### Task instructions
In the records below, begin at the line that has "# place a point on the ripple on water" and stop after the line that has "# place a point on the inflatable kayak"; quote those lines verbatim and nothing more.
*** Begin section ***
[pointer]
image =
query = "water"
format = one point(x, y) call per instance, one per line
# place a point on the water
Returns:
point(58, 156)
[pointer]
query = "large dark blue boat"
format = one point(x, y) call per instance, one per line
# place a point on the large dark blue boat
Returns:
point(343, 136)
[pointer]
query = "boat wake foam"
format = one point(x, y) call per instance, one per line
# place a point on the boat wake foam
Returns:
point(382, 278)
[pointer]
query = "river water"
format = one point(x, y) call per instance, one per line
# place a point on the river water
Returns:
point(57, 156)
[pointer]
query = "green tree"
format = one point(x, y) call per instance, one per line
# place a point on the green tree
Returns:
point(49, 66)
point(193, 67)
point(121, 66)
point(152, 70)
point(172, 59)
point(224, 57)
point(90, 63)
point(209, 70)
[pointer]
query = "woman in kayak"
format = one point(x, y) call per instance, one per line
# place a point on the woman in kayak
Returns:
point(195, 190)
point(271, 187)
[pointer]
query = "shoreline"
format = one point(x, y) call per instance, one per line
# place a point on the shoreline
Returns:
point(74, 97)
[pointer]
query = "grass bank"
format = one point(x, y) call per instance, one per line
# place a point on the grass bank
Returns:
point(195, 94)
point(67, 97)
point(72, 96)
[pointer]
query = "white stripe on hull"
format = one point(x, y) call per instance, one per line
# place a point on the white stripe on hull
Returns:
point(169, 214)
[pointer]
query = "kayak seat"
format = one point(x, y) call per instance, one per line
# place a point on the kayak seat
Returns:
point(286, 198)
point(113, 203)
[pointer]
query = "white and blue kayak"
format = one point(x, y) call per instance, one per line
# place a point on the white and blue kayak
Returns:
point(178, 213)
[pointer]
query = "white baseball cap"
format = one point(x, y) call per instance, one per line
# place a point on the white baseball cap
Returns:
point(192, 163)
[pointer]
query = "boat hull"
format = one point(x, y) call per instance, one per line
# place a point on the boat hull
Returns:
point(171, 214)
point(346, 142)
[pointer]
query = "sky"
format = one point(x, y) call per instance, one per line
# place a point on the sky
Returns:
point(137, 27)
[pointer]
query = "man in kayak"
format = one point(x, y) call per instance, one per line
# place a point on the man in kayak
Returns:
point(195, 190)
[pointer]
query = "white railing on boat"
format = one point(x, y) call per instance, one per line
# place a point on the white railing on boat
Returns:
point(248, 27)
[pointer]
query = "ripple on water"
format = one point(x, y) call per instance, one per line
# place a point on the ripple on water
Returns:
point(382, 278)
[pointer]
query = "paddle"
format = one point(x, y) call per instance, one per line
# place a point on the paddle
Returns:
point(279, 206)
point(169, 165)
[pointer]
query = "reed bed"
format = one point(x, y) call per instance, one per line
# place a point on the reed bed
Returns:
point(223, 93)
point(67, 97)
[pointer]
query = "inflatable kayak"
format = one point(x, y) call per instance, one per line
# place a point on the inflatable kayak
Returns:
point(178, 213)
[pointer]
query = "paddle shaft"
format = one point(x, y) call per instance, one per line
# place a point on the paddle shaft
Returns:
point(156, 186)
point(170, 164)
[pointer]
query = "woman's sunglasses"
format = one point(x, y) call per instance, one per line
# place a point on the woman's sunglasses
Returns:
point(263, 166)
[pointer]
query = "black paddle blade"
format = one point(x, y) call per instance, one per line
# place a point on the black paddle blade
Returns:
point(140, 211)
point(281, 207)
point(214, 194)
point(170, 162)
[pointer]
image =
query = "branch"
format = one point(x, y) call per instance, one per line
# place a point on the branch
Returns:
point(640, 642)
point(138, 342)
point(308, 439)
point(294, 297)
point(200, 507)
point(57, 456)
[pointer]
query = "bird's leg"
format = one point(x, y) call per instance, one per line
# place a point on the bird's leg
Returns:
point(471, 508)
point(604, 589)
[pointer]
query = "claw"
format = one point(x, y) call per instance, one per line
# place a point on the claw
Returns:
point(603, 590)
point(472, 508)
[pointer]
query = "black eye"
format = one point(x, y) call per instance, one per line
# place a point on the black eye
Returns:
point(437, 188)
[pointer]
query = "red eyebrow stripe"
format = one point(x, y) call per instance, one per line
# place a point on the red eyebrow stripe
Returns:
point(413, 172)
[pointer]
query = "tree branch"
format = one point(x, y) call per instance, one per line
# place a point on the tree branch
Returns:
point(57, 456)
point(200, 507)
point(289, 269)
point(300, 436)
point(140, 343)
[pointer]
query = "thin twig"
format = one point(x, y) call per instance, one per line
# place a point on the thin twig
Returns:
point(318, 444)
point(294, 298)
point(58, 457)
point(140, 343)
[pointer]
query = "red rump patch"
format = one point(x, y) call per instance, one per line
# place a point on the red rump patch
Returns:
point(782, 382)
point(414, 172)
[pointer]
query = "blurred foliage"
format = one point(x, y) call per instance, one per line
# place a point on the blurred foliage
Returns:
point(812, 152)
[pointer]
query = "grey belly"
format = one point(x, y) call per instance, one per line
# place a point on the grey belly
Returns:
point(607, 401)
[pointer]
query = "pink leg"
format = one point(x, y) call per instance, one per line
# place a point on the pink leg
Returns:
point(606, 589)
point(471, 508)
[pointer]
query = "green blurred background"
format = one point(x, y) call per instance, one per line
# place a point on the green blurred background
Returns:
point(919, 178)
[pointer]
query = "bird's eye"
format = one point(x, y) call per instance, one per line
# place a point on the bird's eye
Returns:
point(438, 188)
*** End section ***
### Exercise solution
# place a point on the ripple on water
Returns:
point(382, 278)
[pointer]
query = "paddle"
format = one point(x, y) call per instance, one per line
# place a point on the paddle
Returns:
point(279, 206)
point(169, 165)
[pointer]
query = "reed bed"
format = one point(x, y) call per instance, one per line
# place a point on the reed bed
Returns:
point(223, 93)
point(67, 97)
[pointer]
query = "inflatable kayak"
format = one point(x, y) call per instance, one per line
# place a point on the inflatable kayak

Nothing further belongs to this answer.